• [Task inputs]
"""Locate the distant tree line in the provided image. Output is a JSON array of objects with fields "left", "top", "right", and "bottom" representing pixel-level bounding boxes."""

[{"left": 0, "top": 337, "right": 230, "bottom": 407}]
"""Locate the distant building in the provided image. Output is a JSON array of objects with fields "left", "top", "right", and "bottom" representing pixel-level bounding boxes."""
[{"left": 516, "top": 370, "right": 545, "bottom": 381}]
...
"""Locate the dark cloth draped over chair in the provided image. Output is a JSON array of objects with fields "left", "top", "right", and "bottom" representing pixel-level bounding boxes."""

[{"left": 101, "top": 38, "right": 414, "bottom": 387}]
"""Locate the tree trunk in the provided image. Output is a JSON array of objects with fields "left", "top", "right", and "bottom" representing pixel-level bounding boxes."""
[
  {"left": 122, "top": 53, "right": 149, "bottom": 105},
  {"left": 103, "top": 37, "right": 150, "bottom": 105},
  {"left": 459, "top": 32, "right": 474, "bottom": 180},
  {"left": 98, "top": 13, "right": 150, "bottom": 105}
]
...
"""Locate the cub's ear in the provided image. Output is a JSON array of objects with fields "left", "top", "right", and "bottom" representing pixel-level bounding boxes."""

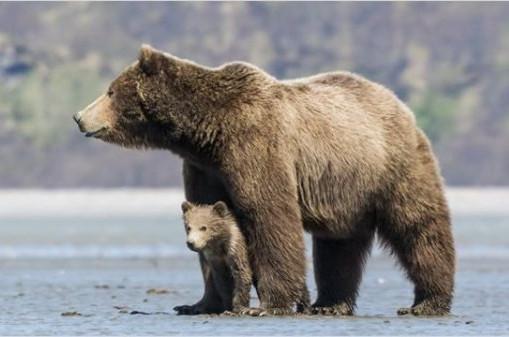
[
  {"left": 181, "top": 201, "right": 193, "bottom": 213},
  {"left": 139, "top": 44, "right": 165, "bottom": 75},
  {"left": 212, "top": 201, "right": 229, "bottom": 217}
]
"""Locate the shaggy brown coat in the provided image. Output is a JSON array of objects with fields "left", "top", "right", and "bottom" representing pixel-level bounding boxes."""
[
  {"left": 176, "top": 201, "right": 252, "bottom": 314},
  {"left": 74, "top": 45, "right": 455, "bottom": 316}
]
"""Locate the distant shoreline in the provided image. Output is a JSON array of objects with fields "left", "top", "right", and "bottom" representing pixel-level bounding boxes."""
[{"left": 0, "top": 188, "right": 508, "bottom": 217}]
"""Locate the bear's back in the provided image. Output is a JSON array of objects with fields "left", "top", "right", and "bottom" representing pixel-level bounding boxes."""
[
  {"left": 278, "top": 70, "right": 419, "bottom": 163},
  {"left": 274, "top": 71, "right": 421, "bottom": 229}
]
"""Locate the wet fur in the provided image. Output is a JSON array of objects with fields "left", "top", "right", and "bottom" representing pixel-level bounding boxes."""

• [Your objective] Using the entries above, repeat only the lines from the one containing "the bear's back" through the one containing "the wet fur", end lines included.

• [Exercise result]
"""Locate the bear's back in the provided image. Output is a JSON array of objects with fields "left", "top", "right", and "bottom" representing pixel-level bounding boxes."""
[
  {"left": 278, "top": 70, "right": 419, "bottom": 163},
  {"left": 274, "top": 71, "right": 421, "bottom": 229}
]
"""Locate the wet fur in the provided image. Output is a JSON array of objects with fields "left", "top", "right", and "bottom" representing pixel-level bounding boxes."""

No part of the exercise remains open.